Two lines below mark the span: the one containing "Category: palm-like tree" and the one containing "Category: distant shoreline vegetation". Set down both, plus every line between, exactly as they stand, and nothing else.
[Start of section]
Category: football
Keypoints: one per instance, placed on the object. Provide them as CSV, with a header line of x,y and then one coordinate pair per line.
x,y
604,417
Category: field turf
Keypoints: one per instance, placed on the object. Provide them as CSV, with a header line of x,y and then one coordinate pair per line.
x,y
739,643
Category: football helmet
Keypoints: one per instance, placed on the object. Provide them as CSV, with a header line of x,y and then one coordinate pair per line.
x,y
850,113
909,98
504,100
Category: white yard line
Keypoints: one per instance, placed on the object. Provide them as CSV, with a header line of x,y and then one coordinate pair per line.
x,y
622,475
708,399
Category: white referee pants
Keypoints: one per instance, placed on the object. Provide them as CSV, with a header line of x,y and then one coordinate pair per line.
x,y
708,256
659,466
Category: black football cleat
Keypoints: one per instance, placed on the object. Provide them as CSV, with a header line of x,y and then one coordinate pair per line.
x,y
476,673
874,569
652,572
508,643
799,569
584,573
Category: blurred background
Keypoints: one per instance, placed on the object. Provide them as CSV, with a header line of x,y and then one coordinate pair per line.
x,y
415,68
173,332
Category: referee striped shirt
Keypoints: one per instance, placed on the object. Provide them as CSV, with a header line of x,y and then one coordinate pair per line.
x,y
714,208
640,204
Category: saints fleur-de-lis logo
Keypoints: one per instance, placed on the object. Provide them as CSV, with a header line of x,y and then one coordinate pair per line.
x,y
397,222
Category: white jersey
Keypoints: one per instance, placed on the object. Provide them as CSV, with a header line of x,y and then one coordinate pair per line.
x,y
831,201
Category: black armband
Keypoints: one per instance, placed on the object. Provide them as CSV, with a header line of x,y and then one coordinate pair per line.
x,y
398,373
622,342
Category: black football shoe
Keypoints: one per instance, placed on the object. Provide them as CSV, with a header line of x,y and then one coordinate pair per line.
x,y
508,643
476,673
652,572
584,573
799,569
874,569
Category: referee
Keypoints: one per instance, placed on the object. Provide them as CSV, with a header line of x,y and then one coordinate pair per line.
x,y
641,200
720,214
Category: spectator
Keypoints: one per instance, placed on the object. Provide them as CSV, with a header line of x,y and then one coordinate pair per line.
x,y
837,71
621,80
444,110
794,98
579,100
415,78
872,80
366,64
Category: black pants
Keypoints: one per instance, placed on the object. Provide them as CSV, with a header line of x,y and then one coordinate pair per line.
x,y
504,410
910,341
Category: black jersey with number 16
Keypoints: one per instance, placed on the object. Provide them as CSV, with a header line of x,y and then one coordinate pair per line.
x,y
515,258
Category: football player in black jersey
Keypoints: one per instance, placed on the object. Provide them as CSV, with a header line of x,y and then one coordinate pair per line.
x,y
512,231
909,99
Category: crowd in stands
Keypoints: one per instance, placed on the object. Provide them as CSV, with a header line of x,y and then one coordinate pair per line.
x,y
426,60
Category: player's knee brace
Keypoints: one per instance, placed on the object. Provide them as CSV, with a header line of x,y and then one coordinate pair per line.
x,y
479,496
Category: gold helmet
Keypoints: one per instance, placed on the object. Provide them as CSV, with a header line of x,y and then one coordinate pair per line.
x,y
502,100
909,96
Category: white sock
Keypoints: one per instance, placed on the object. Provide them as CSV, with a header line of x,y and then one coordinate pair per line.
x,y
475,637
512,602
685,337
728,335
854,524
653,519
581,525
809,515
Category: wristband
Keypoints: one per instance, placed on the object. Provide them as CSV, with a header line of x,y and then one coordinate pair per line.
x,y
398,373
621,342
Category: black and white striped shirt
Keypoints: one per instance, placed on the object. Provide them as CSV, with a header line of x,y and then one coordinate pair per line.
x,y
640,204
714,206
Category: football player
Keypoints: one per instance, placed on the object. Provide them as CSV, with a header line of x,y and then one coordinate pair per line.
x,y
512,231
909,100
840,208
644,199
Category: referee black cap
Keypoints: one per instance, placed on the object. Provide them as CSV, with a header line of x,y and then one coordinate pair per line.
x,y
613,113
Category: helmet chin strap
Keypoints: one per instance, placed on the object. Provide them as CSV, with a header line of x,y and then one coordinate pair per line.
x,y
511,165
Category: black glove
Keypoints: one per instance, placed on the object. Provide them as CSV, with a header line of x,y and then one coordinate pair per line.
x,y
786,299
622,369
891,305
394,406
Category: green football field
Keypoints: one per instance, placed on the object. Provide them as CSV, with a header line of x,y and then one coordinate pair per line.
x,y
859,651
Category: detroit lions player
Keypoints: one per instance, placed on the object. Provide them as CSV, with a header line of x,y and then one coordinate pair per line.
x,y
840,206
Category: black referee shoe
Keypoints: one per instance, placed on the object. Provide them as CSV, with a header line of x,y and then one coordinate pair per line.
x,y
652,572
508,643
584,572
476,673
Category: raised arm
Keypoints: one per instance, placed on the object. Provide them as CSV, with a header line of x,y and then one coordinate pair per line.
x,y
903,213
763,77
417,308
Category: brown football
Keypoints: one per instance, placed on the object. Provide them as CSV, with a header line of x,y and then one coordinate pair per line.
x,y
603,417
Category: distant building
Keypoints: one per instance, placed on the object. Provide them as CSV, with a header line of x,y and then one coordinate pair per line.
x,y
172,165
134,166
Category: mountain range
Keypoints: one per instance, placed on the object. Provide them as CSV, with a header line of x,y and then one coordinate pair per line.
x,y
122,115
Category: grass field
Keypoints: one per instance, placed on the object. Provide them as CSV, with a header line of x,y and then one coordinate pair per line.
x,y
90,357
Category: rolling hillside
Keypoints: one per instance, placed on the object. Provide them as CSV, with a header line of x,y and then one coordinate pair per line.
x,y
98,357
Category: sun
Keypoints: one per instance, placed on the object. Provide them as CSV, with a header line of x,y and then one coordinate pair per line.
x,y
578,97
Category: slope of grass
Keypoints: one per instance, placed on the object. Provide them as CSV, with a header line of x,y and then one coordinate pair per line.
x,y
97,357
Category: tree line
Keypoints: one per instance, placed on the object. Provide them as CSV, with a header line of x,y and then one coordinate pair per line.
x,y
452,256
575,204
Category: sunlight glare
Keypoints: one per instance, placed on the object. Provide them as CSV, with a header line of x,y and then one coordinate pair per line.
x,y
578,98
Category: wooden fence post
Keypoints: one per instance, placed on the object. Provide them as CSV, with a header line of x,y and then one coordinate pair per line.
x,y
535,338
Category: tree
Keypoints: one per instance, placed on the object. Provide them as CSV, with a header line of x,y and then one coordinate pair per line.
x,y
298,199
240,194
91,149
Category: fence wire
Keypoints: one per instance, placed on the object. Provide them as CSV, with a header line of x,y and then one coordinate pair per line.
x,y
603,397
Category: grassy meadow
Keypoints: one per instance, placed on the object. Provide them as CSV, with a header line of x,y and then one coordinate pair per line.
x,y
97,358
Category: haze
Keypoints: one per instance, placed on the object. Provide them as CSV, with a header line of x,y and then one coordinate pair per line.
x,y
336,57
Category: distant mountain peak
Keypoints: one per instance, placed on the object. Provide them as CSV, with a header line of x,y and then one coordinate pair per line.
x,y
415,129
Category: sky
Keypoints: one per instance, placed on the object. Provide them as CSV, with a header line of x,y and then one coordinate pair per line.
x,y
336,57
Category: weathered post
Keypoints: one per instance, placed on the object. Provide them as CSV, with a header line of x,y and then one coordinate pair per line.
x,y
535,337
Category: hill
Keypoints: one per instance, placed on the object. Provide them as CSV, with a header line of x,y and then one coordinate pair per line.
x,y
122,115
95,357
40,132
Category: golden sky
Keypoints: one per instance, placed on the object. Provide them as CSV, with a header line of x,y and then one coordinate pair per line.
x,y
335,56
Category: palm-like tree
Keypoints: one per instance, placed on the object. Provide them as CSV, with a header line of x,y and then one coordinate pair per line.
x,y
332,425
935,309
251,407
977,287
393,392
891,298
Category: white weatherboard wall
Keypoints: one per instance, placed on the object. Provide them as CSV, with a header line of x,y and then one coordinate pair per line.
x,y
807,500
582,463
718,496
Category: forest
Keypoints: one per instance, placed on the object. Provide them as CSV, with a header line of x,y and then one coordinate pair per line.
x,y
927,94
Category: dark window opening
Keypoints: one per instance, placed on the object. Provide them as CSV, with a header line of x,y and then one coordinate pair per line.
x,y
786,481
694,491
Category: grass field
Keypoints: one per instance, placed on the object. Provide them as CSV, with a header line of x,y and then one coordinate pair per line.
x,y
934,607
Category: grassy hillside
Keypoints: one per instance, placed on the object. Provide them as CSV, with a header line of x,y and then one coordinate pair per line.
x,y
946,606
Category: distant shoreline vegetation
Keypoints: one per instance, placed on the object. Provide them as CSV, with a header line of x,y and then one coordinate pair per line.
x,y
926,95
[End of section]
## ANSWER TO THE EXERCISE
Category: palm-like tree
Keypoints: one per instance, placed on the object. Provide them as CSV, with a header line of x,y and then one coordinate pair per line.
x,y
332,425
935,309
251,407
977,287
393,392
891,298
Category: white weatherboard wall
Keypoints: one per instance, placed on the object. Provide them as CSV, with a header line of x,y and then one coordinate pair per line.
x,y
807,500
582,463
718,496
Category: forest
Keypoints: one per instance, placed on the object. Provide them as CSV, with a header line of x,y and then one coordinate pair per line.
x,y
927,94
Category: dark window opening
Keypoints: one per instance, placed on the object. Provide them as CSV, with a header line of x,y and then one coordinate pair per line.
x,y
786,481
694,491
Category: grass field
Keypoints: one per instance, placed on the object. Provide them as CSV, with a header line of x,y and then one coordinate pair per line.
x,y
934,607
Category: grassy hillside
Keypoints: one per instance, placed on the object. Provide them as CSV, with a header line of x,y and then one coordinate pair per line.
x,y
946,606
Category: distant shoreline vegetation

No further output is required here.